■ **Task brief**
An exact copy of the data below is needed; please leave out any pictures.

──────── Record set ────────

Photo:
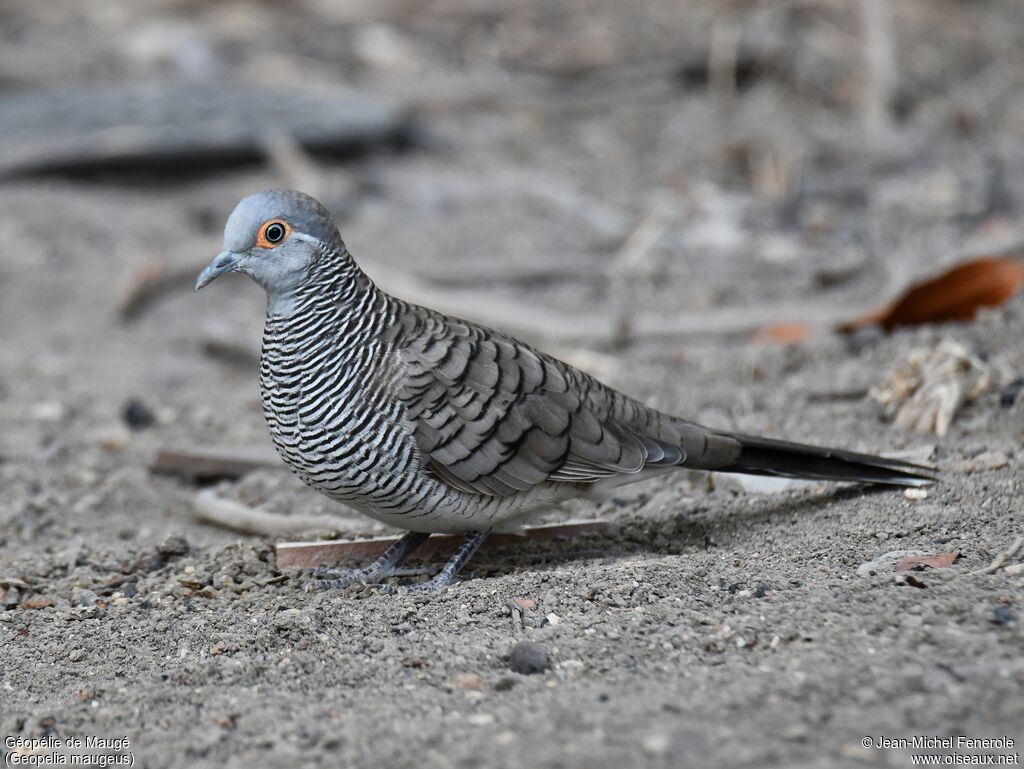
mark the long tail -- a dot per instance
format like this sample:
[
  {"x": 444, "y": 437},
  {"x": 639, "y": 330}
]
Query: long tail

────────

■ **Response area**
Photo:
mark the long tail -- a dot per instance
format like this sample:
[
  {"x": 444, "y": 437},
  {"x": 639, "y": 330}
]
Query: long tail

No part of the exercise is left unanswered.